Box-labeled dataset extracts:
#####
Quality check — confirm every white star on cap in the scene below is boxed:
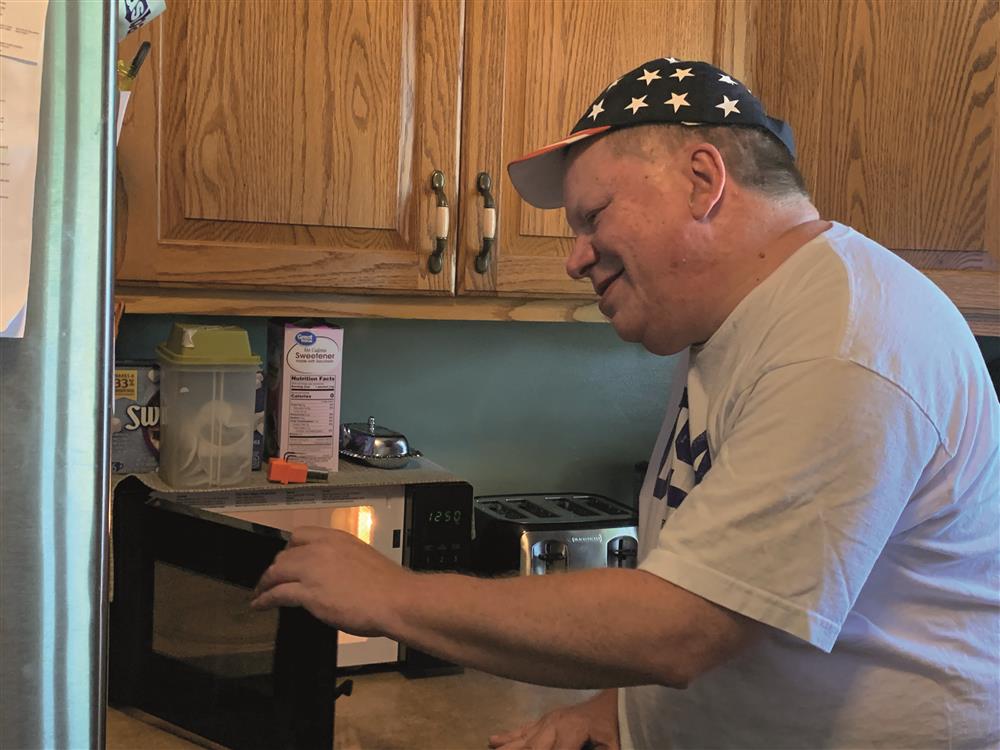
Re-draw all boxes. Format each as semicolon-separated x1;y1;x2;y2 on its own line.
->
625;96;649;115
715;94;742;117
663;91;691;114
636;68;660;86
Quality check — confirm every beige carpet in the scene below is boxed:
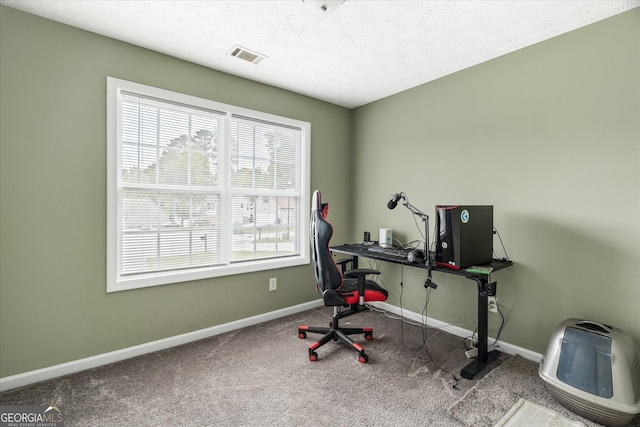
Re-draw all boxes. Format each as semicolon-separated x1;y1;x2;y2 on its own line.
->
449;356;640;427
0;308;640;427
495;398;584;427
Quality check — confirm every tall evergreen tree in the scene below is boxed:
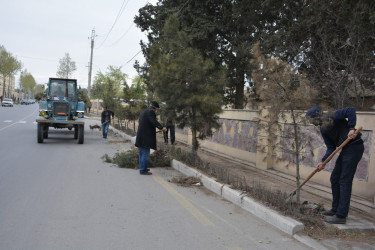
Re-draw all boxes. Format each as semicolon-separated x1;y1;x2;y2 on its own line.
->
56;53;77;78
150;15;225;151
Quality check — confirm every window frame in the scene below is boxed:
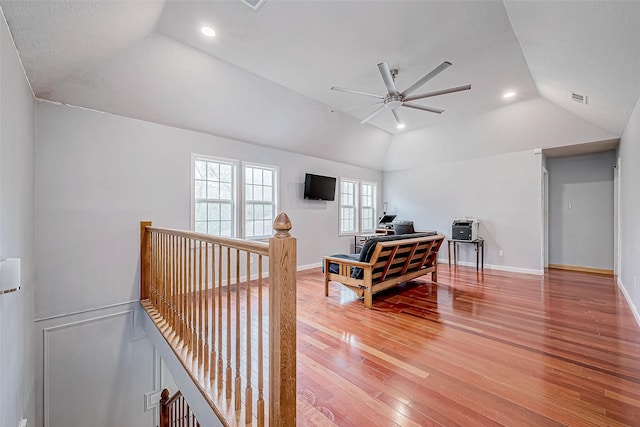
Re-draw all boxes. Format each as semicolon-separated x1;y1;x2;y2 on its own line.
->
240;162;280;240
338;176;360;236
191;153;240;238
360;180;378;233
#####
**Written exercise:**
Rescale the data above by rewriting every line with all text unchanged and each bounding-box coordinate multiplied by 0.8, then rounded to a whole number with halves rounded up. Omit the picture lines from your output.

**Output of the task:**
Quality check — confirm every white star on cap in the scene below is boxed:
Re-draw all boxes. Format each as semicolon-separated x1;y1;x2;y2 on its own line.
->
500;77;519;92
572;75;594;94
530;73;553;91
509;54;528;69
Quality check — confirm every beige carpet in the scene below is boxed:
Re-draw all boxes. Format each as semicolon-separated x1;y1;x2;y2 on its own line.
->
359;285;512;342
0;246;512;342
396;318;467;342
Quality check — confirm every tall evergreen tree in the scene below is boxed:
Re-draw all boxes. Format each as semicolon-separated x1;y1;x2;y2 on its own line.
->
45;42;62;62
120;12;180;121
Quality check — confirm every window frame in the scene below is boxed:
Re-draw all boxes. Format each as semicolon-separated x1;y1;x2;y2 on its own line.
->
192;130;224;192
270;141;288;189
153;122;192;190
288;144;302;186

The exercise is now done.